_WHAT TO WORK ON:_ What lines below include the word "market"? Copy each one.

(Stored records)
━━━━━━━━━━━━━━━━

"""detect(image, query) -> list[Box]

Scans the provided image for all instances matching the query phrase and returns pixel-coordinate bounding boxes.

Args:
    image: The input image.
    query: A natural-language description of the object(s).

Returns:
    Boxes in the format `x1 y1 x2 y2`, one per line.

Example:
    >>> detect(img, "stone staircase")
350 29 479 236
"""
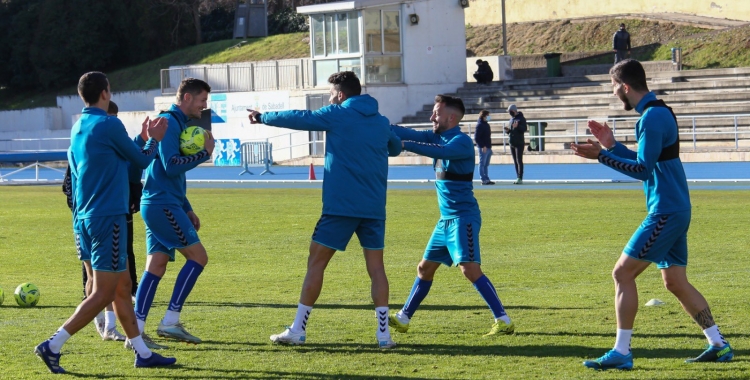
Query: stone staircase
399 67 750 160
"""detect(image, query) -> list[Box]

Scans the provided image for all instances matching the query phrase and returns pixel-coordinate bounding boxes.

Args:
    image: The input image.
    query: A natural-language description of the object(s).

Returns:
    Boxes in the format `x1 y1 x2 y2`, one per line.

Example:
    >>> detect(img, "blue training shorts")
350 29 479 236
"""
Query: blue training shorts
142 204 200 261
423 214 482 267
311 214 385 252
624 210 690 269
75 215 128 273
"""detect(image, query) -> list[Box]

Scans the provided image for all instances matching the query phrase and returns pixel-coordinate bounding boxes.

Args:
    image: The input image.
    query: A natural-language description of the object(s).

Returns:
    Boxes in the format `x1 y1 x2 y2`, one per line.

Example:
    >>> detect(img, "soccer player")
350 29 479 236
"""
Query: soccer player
62 101 144 343
133 78 214 346
35 72 176 373
247 71 402 348
388 95 515 337
571 59 733 370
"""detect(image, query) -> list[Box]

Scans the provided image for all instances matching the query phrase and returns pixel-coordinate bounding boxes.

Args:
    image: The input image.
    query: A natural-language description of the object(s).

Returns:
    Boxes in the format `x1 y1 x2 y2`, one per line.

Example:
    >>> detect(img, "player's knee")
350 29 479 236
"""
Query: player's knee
416 264 430 279
611 266 632 284
88 291 116 308
192 254 208 267
662 277 687 294
460 265 482 283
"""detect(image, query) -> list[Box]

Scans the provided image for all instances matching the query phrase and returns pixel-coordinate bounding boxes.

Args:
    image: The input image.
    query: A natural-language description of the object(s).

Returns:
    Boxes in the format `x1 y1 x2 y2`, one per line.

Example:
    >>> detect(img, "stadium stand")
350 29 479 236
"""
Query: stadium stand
401 67 750 152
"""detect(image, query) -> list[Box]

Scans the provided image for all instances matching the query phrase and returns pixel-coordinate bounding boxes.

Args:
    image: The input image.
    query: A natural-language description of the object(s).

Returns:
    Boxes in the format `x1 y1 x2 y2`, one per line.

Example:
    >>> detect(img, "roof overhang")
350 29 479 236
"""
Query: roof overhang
297 0 407 14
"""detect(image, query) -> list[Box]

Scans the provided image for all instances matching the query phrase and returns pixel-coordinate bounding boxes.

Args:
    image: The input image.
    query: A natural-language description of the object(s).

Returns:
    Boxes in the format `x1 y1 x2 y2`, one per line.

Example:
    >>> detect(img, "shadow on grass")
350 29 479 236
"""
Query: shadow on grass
524 331 750 339
146 367 425 380
262 342 748 361
184 301 586 311
66 364 188 378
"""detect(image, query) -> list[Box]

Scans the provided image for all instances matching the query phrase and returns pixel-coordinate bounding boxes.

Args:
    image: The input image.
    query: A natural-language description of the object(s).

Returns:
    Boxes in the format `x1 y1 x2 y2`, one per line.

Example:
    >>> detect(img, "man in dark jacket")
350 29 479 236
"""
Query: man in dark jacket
473 59 494 85
504 104 527 184
613 23 631 64
474 110 494 184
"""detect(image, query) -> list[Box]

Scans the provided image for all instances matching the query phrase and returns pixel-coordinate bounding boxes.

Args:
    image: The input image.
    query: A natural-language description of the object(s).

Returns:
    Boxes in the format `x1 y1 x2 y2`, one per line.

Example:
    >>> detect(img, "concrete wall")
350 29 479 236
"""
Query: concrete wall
0 108 67 151
364 83 464 124
465 0 750 25
402 0 466 87
57 89 161 131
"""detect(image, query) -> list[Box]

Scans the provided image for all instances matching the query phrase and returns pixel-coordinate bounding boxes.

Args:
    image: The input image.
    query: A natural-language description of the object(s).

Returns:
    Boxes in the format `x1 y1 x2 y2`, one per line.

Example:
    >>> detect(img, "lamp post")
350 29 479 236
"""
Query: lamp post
502 0 507 55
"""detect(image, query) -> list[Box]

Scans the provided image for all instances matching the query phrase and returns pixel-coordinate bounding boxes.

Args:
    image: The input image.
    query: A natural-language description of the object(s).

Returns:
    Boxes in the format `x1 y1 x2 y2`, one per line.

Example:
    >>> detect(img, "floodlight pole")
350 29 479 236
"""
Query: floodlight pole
501 0 508 55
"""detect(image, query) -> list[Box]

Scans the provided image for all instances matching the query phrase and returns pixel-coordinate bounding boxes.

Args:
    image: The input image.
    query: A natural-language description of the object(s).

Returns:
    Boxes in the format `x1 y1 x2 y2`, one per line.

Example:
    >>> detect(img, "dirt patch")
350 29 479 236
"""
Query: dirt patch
466 18 710 56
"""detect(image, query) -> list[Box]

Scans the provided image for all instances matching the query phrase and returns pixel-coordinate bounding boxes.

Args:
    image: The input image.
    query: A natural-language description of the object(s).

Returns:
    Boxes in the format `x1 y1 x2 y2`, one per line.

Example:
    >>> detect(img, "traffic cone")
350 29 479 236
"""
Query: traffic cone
308 163 316 180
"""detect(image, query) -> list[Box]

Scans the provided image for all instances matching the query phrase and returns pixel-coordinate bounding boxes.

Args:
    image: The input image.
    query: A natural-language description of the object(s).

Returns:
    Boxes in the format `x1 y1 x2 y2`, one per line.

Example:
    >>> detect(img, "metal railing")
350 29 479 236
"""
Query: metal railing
160 59 314 95
239 141 274 175
402 113 750 153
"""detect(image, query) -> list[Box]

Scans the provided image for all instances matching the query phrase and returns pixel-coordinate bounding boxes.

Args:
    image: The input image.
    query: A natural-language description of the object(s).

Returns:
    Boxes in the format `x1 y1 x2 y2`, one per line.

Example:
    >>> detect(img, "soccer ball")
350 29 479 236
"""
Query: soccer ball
14 283 40 307
179 126 207 155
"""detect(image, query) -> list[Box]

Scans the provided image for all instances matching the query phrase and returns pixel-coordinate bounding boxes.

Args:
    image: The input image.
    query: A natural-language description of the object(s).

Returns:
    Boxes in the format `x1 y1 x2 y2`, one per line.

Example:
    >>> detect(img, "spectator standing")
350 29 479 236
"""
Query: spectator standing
613 23 631 64
504 104 527 184
474 110 494 185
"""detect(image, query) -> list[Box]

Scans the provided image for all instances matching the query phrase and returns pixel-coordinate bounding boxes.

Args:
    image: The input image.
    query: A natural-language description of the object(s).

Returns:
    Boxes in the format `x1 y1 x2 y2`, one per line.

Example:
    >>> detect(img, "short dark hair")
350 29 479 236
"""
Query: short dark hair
620 23 625 27
476 59 483 65
480 109 490 118
327 71 361 97
177 78 211 102
78 71 109 106
435 94 465 119
107 101 118 115
610 59 649 92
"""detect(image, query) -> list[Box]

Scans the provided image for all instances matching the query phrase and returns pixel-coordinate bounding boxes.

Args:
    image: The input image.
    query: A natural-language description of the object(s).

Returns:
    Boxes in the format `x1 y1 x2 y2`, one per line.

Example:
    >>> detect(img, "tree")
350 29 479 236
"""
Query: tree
156 0 235 45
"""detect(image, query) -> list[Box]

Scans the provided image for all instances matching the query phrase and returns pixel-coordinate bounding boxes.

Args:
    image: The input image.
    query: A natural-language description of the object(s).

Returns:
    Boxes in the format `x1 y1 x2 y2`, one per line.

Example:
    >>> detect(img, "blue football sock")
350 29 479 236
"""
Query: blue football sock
402 277 432 319
167 260 204 312
134 271 162 322
472 275 507 319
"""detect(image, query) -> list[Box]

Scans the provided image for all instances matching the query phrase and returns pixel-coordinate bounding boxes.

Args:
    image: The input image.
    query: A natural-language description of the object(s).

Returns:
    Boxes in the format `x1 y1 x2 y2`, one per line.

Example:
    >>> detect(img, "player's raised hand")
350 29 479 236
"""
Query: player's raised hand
203 130 215 156
140 116 150 141
147 117 168 142
588 120 615 149
570 138 603 160
247 109 261 124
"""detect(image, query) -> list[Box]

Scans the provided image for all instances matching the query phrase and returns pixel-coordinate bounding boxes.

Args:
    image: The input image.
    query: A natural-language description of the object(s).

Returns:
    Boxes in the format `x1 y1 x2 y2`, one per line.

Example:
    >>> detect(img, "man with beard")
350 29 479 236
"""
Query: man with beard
247 71 402 349
133 78 215 347
571 59 732 370
388 95 514 337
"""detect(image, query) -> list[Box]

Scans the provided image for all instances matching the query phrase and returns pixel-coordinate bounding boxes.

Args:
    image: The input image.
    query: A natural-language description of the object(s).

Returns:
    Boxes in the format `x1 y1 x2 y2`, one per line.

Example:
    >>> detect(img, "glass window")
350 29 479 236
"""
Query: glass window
348 12 360 54
311 15 324 57
315 60 338 87
325 14 335 57
364 10 382 53
383 11 400 53
364 56 401 84
338 58 362 79
336 13 348 54
314 59 362 86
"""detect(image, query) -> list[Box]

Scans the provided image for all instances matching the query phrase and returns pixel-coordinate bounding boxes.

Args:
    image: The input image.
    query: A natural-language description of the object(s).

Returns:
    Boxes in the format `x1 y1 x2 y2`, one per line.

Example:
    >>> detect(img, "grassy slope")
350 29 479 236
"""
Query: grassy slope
1 187 749 379
3 18 750 111
468 18 750 69
0 33 310 110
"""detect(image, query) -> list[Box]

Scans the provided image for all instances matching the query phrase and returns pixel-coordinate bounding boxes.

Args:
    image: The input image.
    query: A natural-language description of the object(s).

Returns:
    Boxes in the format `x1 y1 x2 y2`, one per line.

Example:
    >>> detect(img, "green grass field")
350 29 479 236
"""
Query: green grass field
0 187 749 379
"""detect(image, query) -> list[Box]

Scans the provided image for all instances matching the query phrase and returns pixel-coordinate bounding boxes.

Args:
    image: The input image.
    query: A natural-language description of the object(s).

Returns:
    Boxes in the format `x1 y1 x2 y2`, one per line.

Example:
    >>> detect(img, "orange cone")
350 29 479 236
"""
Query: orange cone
308 163 316 180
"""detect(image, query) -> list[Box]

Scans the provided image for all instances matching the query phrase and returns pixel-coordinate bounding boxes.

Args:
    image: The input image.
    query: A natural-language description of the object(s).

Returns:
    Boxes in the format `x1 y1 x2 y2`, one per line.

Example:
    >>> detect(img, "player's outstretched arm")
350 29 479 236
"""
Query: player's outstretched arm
390 124 433 143
248 108 332 132
403 134 474 160
159 118 211 178
387 129 402 157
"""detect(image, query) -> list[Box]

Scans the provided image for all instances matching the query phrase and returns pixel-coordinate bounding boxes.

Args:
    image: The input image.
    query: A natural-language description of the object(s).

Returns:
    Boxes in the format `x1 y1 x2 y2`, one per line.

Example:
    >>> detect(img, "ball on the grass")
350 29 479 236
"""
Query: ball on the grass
14 282 39 307
179 126 207 155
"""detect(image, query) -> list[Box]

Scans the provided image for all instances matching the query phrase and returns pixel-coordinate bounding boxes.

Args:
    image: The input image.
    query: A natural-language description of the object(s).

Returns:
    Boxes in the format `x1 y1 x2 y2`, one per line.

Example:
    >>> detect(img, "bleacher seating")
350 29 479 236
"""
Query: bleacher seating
400 67 750 153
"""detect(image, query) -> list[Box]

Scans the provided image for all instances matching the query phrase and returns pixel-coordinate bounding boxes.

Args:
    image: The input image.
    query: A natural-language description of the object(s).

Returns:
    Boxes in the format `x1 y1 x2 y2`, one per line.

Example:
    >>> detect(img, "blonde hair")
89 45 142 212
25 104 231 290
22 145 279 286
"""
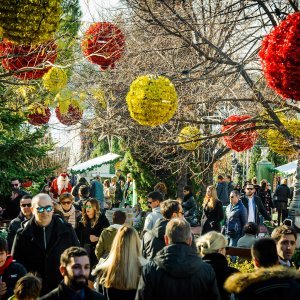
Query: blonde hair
196 231 227 256
98 225 147 290
202 185 218 210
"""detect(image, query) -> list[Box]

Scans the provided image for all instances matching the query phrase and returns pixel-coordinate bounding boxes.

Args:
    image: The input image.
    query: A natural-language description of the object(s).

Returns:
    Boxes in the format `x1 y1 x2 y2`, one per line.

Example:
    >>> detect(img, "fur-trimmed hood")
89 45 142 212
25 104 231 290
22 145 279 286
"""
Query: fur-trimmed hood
224 265 300 294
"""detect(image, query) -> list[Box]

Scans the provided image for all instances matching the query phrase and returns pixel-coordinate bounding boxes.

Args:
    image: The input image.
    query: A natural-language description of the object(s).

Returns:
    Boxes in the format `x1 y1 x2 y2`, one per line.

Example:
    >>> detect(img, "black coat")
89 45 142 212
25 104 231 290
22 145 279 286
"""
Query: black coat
182 194 197 217
203 253 238 300
12 215 80 295
40 282 104 299
136 243 220 300
225 265 300 300
0 257 27 300
76 213 110 268
274 184 291 209
142 219 168 260
240 195 271 223
201 200 224 235
7 212 28 251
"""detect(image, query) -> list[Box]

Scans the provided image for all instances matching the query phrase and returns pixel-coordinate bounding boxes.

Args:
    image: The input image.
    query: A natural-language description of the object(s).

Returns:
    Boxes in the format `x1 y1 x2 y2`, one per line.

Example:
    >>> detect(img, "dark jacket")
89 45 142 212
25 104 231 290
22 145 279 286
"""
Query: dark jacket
76 213 110 268
240 195 271 223
7 212 30 251
0 256 27 300
142 219 168 260
201 200 224 235
274 184 291 209
203 253 238 300
227 181 235 198
216 182 229 205
12 215 80 295
41 281 104 299
136 243 220 300
225 265 300 300
258 189 274 214
182 194 197 217
224 201 247 238
3 190 28 219
102 287 136 300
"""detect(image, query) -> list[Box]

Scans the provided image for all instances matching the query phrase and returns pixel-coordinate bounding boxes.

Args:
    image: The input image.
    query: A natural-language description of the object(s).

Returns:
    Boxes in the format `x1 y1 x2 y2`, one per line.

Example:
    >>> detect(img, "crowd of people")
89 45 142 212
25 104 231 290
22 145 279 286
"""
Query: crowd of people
0 172 296 299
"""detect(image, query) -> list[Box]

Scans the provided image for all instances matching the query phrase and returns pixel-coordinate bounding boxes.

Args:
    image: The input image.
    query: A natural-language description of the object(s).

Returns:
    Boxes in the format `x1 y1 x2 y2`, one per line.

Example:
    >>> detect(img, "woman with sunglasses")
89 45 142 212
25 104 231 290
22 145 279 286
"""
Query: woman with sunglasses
93 225 148 300
200 185 224 235
54 193 81 229
76 199 110 269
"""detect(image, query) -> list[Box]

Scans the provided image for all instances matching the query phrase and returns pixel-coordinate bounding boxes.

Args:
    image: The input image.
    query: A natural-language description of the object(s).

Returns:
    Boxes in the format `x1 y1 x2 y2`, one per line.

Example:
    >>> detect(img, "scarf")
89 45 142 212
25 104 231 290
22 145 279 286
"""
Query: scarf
56 204 76 228
0 255 13 275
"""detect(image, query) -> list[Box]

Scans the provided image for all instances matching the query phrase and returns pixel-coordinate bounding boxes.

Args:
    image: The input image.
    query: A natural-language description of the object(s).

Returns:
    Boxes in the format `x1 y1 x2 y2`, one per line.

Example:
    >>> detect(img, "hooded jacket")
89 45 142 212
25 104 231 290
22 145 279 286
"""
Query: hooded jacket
135 243 220 300
142 219 168 260
224 265 300 300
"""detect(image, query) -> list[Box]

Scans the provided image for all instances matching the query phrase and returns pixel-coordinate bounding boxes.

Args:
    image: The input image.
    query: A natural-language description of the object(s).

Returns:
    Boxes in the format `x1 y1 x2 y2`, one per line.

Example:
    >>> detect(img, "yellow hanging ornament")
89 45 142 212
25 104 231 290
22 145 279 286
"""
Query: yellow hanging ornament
178 126 201 150
126 75 178 126
43 67 68 94
266 118 300 155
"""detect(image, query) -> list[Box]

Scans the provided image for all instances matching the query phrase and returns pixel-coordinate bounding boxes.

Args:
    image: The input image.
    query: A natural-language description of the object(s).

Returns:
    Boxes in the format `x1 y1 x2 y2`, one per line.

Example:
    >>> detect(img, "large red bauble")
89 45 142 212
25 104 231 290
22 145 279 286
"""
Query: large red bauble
0 40 57 80
221 115 258 152
81 22 125 70
55 105 82 126
27 107 51 126
259 12 300 101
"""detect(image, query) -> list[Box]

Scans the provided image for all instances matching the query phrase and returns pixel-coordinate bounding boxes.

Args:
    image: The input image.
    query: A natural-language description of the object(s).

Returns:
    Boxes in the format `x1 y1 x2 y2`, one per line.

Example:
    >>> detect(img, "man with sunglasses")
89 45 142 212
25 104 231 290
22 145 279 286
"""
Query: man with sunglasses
7 195 33 251
12 193 80 296
240 183 274 226
3 178 29 219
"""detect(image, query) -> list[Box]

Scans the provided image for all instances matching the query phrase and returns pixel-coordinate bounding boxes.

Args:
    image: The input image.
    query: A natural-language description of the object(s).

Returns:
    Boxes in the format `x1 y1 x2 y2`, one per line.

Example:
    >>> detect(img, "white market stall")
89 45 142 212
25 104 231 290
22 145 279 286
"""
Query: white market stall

━━━━━━━━━━━━━━━━

_RESULT OF THIS TASK:_
    >>> detect(img, "white market stall")
Query: white market stall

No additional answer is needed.